- **TASK**
Using the string "scalloped" as the key, pull each matching line out of the records below.

- **MATERIAL PROVIDED**
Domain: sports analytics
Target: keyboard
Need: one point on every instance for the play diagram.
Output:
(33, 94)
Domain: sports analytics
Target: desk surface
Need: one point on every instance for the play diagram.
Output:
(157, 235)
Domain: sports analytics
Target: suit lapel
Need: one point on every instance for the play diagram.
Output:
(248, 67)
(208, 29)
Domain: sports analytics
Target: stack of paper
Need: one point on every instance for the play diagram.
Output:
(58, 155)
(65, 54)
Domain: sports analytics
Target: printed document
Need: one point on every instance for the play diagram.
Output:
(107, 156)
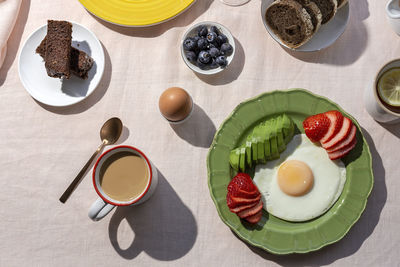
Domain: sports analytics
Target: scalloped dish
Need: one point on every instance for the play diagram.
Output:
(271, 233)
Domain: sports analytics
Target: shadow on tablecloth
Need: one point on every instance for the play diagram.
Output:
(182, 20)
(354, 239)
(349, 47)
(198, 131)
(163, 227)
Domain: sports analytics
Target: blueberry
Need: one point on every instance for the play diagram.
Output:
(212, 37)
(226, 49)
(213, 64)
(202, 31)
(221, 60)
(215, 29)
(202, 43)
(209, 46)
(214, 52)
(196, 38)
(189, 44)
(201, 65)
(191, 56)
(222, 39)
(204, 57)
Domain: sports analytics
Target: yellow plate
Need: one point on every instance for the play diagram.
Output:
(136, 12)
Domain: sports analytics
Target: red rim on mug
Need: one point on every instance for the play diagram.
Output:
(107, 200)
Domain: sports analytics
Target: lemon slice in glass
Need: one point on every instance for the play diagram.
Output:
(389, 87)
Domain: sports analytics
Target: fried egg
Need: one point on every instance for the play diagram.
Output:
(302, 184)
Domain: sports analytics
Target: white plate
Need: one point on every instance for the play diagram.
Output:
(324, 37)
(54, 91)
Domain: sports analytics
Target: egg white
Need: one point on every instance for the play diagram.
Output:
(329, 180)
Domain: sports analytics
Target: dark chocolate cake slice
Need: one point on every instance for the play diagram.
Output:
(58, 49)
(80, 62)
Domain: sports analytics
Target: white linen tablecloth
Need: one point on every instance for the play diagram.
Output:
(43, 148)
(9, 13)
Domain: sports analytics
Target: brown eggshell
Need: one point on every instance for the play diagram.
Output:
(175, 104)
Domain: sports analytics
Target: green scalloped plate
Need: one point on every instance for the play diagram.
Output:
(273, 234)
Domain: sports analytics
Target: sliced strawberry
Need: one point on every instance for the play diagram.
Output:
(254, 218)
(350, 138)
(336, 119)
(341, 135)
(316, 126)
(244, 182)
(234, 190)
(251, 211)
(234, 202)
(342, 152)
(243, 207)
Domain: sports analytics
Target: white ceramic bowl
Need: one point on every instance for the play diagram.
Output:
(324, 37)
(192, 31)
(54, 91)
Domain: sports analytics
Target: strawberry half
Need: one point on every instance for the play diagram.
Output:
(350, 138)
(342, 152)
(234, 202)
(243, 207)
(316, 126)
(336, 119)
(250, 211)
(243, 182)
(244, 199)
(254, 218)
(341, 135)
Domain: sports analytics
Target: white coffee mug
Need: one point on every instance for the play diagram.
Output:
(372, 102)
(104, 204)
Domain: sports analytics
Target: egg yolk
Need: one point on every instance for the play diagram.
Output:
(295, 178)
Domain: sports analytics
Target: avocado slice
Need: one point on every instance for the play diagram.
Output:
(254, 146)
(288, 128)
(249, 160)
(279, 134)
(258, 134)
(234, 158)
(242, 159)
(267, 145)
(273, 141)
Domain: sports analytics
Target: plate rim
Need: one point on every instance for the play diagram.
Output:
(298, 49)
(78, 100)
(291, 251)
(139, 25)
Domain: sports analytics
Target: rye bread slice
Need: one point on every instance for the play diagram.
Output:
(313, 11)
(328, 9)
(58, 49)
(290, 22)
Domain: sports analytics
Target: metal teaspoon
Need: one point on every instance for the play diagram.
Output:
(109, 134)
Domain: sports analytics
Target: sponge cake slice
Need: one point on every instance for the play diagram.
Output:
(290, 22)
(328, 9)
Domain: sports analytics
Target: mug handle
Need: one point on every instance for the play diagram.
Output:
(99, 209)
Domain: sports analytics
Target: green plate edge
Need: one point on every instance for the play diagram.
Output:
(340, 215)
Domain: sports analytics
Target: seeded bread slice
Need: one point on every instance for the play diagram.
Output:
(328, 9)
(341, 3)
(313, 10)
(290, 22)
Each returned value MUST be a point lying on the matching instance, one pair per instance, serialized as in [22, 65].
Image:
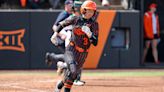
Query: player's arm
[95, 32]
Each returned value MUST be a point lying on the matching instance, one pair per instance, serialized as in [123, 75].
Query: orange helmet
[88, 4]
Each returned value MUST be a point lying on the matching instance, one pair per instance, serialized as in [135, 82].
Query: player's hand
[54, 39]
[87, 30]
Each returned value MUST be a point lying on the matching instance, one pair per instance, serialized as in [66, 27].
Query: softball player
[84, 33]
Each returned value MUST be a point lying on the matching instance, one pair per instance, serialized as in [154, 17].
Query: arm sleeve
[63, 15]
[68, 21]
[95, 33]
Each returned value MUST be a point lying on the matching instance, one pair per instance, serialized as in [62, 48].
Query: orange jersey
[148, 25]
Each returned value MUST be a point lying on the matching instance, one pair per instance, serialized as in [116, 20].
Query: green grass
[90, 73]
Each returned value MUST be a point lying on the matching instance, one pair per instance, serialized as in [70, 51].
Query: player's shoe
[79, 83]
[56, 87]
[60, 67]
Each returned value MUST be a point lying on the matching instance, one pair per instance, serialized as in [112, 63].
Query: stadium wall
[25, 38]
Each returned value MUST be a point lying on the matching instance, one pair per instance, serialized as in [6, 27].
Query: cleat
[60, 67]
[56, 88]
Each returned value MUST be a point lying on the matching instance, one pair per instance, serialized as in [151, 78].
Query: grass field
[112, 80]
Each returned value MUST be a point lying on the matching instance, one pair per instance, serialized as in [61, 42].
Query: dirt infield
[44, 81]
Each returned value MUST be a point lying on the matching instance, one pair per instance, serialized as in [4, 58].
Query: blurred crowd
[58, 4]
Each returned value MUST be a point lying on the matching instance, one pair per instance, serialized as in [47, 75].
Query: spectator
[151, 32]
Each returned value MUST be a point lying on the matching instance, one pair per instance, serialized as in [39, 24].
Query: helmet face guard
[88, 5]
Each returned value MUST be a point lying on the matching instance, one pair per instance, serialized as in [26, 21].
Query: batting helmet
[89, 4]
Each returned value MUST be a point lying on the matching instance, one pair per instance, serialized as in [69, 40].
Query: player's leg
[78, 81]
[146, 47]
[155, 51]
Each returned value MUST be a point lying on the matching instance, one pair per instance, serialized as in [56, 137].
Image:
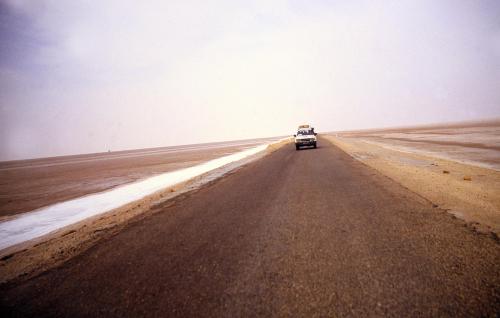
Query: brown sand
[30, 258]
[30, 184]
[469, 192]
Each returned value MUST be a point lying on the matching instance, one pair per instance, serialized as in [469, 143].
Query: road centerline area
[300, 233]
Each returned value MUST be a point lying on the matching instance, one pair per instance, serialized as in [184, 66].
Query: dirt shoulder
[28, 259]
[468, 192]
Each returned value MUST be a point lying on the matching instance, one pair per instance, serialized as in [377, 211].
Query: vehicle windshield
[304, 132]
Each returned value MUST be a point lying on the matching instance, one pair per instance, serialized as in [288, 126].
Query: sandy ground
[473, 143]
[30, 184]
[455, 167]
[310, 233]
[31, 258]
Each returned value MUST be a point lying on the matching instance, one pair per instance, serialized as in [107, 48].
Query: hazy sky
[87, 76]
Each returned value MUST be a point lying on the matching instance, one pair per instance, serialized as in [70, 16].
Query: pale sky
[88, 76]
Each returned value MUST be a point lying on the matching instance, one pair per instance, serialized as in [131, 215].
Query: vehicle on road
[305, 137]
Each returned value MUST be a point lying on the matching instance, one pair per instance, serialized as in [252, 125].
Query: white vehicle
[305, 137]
* * *
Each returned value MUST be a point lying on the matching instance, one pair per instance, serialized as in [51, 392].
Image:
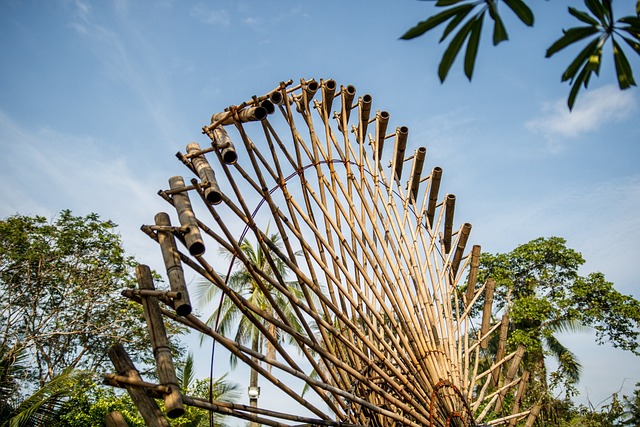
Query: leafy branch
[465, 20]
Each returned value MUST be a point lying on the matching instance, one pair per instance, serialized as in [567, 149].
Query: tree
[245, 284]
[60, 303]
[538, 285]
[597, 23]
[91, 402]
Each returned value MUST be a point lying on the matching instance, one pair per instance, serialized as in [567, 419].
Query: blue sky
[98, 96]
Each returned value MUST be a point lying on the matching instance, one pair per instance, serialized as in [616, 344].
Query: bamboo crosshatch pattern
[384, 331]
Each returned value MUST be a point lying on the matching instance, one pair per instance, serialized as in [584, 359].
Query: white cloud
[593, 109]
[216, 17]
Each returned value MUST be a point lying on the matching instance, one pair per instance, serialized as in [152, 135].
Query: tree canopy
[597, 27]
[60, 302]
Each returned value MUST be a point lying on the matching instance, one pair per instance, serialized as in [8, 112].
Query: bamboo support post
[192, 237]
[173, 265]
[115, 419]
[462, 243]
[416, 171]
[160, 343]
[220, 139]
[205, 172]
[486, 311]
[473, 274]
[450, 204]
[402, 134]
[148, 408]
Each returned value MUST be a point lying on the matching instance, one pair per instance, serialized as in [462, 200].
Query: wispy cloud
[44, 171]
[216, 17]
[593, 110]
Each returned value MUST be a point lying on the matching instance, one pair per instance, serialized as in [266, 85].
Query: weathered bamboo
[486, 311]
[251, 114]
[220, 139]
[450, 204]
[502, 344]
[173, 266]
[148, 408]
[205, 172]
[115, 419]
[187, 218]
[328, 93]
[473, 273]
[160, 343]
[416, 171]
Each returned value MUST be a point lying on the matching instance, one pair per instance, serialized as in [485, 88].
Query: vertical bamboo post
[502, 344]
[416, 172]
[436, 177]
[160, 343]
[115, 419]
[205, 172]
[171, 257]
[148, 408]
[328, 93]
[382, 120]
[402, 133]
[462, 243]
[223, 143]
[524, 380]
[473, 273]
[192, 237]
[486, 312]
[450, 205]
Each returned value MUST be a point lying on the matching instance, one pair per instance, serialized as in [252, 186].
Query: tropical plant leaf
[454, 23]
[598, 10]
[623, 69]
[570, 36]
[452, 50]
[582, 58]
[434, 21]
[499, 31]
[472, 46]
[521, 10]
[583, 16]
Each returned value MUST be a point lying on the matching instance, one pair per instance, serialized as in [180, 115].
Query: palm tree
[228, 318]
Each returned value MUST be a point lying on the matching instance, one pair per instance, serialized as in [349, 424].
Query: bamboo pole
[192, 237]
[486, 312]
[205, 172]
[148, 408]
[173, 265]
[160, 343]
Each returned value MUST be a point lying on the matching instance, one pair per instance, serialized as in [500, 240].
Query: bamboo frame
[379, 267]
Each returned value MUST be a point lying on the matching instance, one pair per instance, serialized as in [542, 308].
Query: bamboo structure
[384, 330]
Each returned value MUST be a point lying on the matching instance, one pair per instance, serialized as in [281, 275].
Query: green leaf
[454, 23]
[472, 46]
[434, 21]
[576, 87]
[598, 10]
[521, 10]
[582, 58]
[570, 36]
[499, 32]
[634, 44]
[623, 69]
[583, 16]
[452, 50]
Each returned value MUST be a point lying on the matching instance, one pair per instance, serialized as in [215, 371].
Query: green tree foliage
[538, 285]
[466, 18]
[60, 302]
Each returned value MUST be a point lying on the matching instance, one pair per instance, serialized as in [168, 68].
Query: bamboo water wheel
---
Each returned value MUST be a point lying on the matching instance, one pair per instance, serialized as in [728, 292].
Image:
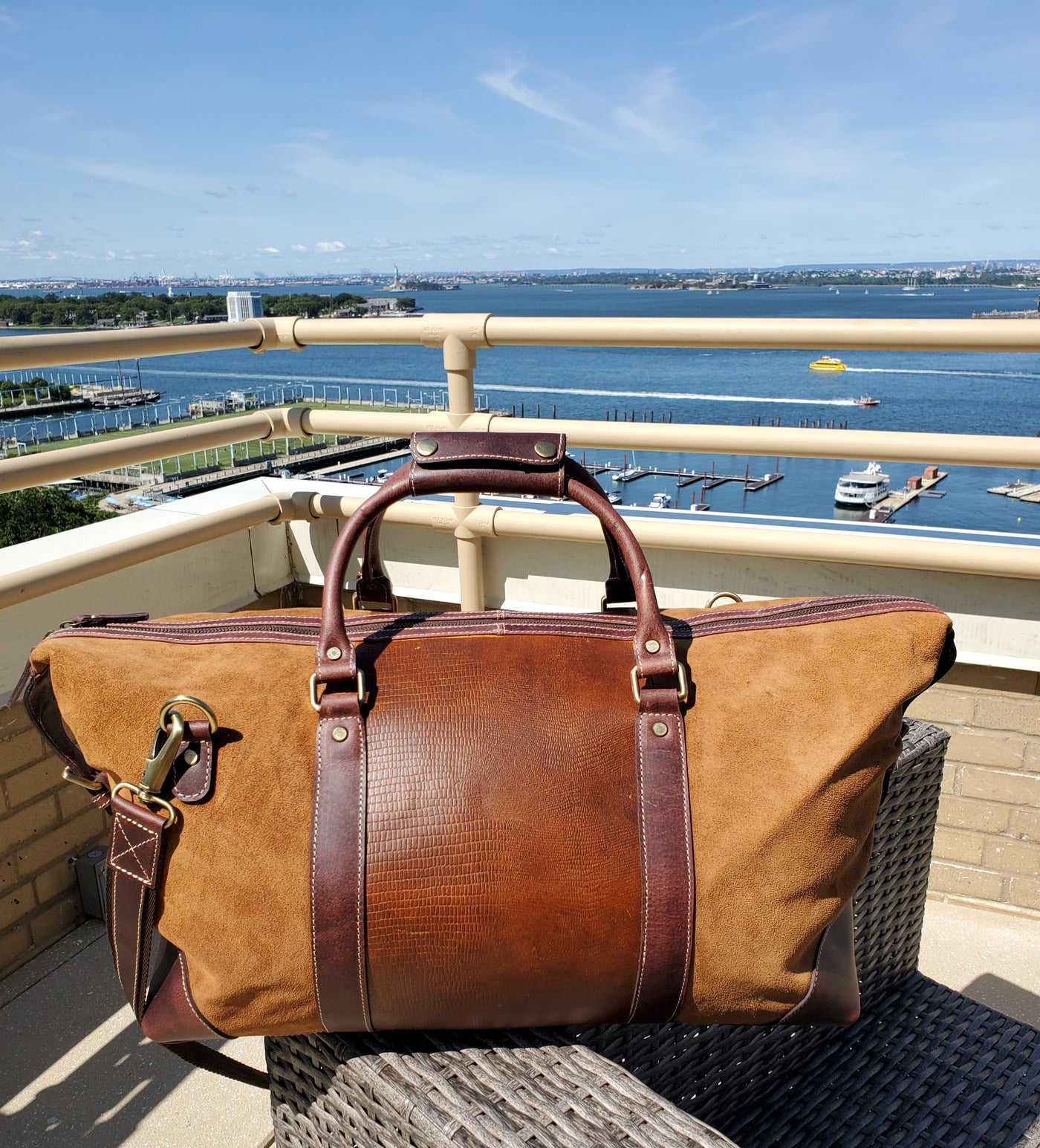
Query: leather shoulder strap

- **ANSWER**
Target: scalloped dish
Target: green scalloped plate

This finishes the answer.